_Task details:_
Going through the data below, find how many lines include the word "surface", and reply with that number alone.

_Point-per-instance localization data:_
○ ○ ○ ○

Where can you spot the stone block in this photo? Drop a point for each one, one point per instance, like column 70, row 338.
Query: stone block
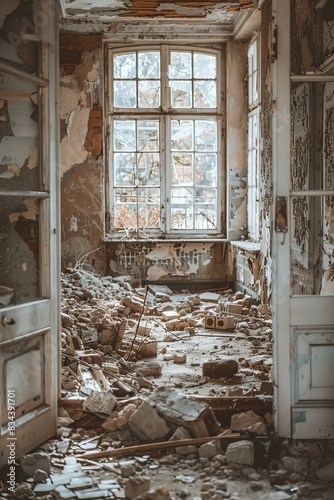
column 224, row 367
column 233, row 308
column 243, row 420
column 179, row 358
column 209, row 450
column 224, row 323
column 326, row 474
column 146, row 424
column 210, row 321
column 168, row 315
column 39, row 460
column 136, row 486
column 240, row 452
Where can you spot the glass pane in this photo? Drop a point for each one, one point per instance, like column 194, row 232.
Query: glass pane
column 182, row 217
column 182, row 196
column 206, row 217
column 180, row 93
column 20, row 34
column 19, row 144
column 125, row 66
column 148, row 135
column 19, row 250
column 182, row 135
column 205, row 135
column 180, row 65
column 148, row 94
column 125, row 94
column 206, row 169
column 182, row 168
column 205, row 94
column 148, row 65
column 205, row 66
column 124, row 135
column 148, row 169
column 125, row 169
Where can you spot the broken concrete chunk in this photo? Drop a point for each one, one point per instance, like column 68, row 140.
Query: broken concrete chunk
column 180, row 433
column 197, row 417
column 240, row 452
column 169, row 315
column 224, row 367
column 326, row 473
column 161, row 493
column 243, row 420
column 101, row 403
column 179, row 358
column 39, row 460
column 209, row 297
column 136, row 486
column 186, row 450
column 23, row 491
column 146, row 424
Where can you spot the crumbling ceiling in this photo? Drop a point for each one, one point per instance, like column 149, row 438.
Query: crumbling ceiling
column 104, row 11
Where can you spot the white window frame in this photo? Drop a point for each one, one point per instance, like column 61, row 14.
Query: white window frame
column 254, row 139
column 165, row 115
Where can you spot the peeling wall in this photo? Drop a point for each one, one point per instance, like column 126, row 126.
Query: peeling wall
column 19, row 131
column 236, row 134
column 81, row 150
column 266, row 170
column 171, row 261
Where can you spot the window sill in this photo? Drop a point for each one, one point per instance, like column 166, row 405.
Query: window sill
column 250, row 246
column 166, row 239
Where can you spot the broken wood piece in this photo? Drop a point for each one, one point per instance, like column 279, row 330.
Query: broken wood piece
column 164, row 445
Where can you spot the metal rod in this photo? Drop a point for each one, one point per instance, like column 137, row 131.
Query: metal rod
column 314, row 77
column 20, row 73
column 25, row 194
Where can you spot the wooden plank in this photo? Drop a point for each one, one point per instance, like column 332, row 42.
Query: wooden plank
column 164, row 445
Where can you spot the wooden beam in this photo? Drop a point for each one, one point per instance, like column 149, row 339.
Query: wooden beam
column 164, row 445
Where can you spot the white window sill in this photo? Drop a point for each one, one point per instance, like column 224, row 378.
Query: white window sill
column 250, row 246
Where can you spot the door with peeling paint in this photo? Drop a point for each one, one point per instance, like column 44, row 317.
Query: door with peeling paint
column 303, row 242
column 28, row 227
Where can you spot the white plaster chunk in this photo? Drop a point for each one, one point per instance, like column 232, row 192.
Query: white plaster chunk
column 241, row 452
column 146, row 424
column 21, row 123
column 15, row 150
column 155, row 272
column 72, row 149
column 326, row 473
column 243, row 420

○ ○ ○ ○

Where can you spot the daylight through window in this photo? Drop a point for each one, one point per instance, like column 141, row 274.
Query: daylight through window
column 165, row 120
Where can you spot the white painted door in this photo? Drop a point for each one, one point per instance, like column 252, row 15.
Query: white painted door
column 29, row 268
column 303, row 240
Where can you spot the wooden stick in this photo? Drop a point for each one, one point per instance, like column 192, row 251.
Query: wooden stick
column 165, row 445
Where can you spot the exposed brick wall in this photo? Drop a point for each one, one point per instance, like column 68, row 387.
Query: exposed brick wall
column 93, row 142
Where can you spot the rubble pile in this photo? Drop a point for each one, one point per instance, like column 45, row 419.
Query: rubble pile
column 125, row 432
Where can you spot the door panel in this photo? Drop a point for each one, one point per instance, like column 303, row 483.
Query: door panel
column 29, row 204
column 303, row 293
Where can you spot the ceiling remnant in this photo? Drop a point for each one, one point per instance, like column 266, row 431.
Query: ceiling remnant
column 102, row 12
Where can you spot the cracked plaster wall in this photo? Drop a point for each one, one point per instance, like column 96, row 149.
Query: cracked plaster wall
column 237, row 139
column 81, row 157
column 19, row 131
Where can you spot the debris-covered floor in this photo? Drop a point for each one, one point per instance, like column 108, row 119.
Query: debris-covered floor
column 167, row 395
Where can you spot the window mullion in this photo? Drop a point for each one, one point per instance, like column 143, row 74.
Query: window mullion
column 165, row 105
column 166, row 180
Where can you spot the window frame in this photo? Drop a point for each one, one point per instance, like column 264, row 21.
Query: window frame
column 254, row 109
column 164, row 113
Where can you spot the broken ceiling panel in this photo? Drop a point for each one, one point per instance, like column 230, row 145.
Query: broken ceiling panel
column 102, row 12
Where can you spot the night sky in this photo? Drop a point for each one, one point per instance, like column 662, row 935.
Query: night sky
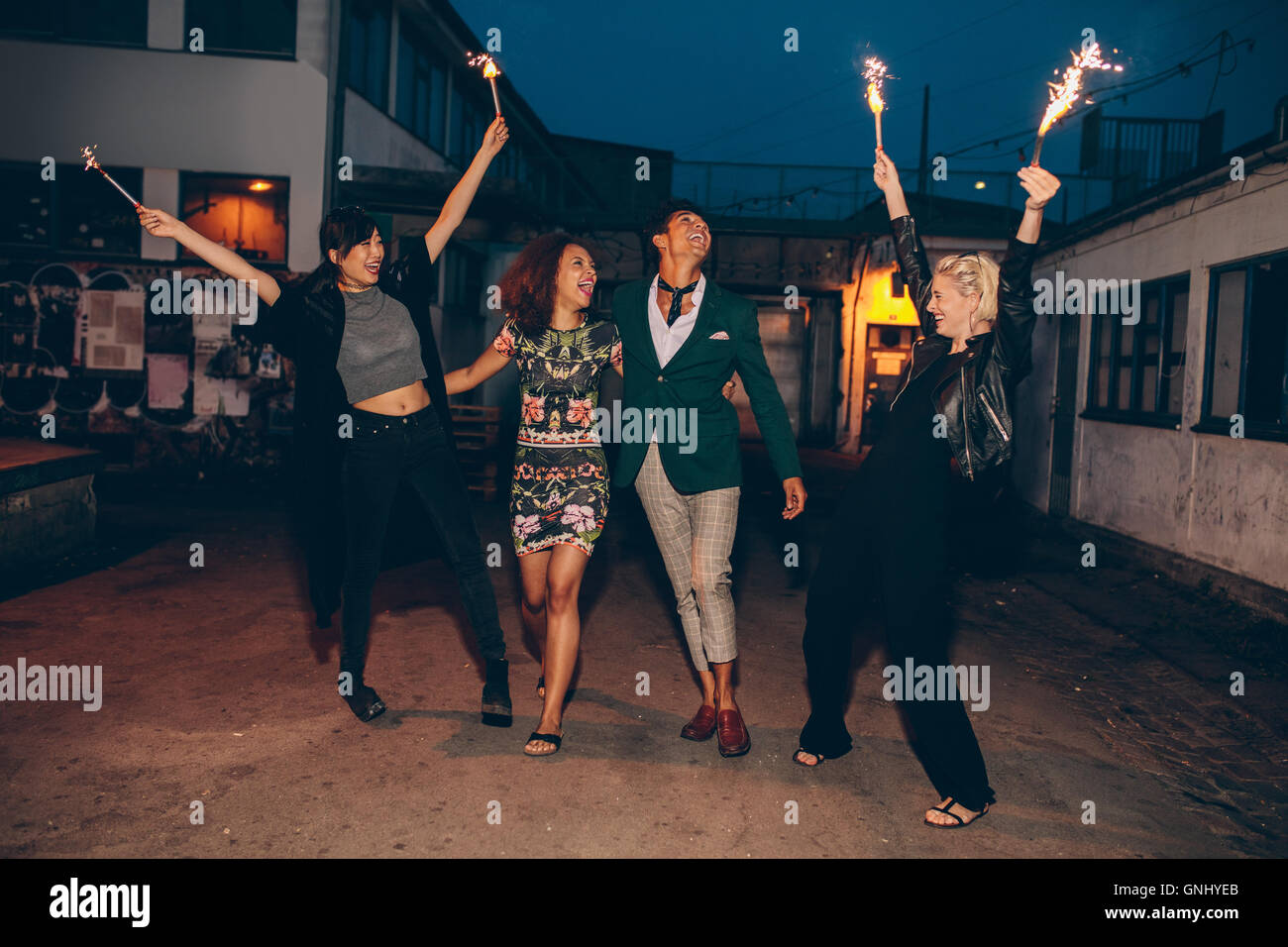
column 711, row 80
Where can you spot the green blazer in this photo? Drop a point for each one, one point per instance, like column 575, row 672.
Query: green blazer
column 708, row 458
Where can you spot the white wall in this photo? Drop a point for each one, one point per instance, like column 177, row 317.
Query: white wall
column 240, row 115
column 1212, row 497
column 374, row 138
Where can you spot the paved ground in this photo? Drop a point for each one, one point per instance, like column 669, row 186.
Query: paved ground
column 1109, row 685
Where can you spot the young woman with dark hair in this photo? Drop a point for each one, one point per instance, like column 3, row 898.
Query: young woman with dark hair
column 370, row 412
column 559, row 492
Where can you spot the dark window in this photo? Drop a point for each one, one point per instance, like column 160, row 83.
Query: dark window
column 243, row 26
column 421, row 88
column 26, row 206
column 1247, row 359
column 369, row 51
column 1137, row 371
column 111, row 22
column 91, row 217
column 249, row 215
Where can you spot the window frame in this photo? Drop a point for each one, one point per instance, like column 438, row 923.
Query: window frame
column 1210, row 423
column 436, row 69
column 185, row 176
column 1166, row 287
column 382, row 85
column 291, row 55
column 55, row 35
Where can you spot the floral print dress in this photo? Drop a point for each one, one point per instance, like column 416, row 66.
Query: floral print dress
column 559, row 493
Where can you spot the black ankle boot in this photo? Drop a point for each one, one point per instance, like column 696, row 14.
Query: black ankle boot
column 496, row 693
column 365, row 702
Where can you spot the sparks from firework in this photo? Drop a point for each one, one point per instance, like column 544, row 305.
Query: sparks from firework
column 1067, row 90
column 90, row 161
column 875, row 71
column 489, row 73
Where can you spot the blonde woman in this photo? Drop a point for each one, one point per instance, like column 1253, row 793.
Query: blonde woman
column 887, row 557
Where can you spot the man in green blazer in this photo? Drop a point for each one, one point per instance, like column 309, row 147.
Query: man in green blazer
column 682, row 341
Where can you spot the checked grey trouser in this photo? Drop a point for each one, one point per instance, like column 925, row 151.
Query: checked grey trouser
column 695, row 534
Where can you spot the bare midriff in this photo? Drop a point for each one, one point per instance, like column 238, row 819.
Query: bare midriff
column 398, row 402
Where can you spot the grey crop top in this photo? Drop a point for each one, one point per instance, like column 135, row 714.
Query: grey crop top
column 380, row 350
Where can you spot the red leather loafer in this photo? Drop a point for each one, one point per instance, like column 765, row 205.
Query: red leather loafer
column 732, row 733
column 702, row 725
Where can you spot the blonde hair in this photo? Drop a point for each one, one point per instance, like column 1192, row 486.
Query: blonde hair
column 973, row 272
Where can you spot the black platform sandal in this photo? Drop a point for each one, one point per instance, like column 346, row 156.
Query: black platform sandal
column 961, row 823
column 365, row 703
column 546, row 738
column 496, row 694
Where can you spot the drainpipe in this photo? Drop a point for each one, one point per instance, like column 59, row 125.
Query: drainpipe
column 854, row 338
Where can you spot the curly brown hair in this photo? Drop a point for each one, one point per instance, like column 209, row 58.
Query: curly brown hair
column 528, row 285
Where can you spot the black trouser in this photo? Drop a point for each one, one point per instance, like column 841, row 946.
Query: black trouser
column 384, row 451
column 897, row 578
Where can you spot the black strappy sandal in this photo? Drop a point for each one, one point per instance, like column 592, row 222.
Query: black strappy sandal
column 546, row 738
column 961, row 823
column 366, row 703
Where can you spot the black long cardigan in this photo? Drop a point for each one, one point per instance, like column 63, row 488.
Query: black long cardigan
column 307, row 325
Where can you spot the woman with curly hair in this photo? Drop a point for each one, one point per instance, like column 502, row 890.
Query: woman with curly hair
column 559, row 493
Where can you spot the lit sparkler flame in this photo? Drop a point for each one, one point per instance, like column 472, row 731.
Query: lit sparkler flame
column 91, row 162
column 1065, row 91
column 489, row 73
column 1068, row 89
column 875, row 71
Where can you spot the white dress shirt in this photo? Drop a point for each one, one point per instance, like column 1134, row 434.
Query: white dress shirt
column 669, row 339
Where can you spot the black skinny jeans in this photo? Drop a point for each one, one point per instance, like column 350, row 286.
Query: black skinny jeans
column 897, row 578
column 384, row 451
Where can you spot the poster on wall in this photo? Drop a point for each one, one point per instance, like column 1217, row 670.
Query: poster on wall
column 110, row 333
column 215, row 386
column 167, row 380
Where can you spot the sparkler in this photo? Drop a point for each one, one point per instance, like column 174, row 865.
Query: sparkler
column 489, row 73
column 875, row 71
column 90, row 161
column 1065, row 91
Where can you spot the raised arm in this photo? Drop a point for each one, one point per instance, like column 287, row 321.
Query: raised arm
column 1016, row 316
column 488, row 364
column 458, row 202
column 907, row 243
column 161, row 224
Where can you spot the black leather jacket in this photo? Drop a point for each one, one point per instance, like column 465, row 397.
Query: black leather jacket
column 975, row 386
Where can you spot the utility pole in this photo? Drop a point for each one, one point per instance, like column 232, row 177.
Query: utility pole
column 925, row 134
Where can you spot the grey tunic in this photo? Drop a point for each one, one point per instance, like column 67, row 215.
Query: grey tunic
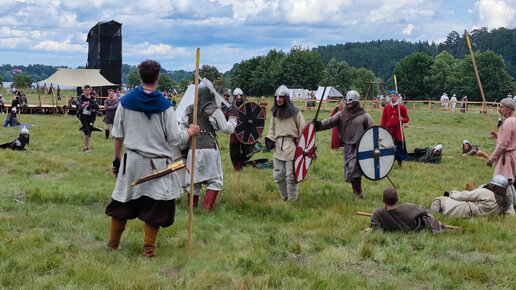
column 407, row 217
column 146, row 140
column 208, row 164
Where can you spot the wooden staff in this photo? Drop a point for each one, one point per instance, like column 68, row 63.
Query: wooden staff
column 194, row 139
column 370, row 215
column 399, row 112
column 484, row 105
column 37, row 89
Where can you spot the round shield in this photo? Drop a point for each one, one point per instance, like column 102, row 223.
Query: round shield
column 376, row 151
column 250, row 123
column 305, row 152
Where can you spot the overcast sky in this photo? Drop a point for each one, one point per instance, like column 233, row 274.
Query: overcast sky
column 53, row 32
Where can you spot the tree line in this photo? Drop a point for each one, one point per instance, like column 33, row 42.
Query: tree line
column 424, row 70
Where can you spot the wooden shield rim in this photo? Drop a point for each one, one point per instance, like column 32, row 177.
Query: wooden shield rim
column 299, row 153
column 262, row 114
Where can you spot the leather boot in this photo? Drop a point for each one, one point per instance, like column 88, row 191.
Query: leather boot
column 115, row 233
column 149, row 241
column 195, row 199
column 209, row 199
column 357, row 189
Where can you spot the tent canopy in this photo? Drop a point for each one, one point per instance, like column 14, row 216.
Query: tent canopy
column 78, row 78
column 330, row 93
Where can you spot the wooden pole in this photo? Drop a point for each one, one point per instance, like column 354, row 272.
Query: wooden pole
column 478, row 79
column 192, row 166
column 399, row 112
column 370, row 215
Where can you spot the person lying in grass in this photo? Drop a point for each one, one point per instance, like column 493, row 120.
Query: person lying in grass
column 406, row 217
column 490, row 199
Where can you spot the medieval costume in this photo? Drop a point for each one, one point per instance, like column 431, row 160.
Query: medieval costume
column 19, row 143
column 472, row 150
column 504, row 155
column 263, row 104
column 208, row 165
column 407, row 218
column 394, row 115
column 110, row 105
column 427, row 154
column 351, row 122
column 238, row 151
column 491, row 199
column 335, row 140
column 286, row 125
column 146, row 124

○ ○ ○ ○

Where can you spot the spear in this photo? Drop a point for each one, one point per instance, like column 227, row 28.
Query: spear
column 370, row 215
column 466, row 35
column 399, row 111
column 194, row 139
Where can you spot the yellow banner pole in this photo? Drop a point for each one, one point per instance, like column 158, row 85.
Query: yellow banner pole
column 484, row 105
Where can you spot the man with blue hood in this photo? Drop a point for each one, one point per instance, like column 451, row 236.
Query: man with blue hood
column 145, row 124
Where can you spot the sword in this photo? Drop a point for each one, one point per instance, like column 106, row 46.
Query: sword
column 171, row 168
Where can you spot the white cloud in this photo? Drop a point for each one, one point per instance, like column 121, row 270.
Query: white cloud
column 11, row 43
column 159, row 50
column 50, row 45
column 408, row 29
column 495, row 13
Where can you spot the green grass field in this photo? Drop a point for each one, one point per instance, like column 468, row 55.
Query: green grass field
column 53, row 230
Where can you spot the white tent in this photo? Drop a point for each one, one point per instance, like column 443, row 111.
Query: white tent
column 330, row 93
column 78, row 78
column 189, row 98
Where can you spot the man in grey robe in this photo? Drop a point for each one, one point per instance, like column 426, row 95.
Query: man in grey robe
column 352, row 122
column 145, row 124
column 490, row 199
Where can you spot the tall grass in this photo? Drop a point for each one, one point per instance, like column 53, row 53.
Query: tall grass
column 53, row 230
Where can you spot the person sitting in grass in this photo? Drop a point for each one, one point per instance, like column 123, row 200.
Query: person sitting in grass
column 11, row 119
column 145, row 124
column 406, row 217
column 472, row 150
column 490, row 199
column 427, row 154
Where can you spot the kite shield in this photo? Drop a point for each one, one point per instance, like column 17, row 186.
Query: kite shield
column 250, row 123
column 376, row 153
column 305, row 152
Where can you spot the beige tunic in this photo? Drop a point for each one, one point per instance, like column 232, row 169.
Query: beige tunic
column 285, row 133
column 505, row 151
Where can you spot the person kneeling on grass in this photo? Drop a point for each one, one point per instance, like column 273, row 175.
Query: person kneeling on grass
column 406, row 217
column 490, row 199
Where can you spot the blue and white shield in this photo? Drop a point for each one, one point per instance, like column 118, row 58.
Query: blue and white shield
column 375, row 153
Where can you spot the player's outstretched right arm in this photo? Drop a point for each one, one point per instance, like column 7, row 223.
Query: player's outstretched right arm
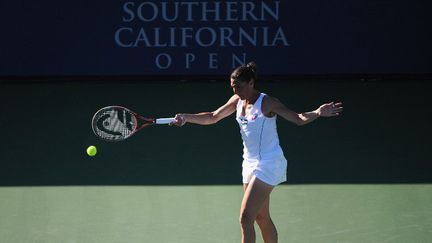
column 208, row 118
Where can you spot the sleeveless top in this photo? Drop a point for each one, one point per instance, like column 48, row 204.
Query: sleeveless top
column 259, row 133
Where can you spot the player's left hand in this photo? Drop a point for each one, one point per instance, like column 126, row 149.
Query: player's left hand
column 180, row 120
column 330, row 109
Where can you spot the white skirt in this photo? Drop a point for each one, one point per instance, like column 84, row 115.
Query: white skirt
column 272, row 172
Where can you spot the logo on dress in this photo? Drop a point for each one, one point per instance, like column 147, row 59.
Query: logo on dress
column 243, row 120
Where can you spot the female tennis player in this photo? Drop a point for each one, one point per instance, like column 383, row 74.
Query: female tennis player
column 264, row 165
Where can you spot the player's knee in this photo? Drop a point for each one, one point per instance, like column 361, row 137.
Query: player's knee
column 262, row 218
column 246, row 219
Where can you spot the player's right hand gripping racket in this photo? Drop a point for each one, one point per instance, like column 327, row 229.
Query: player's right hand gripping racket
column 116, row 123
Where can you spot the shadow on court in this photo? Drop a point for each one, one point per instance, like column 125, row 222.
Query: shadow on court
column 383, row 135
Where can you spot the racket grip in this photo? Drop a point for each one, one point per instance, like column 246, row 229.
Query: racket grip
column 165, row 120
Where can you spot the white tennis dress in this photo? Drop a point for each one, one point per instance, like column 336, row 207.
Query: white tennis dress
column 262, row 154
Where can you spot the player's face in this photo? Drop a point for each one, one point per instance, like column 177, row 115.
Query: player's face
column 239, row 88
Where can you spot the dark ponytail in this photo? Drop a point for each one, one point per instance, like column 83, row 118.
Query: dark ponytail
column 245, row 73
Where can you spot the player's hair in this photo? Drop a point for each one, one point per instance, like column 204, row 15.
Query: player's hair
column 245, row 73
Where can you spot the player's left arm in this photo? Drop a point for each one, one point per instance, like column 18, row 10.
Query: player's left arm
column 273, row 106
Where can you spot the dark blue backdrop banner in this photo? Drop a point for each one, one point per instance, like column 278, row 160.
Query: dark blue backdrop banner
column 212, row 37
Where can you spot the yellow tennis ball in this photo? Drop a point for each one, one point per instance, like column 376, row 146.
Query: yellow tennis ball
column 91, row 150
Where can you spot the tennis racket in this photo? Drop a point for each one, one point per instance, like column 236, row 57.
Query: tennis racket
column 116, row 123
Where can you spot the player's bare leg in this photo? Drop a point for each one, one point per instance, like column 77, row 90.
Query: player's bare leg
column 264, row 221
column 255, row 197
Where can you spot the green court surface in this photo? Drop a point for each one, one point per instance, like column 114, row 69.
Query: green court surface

○ ○ ○ ○

_Solution:_
2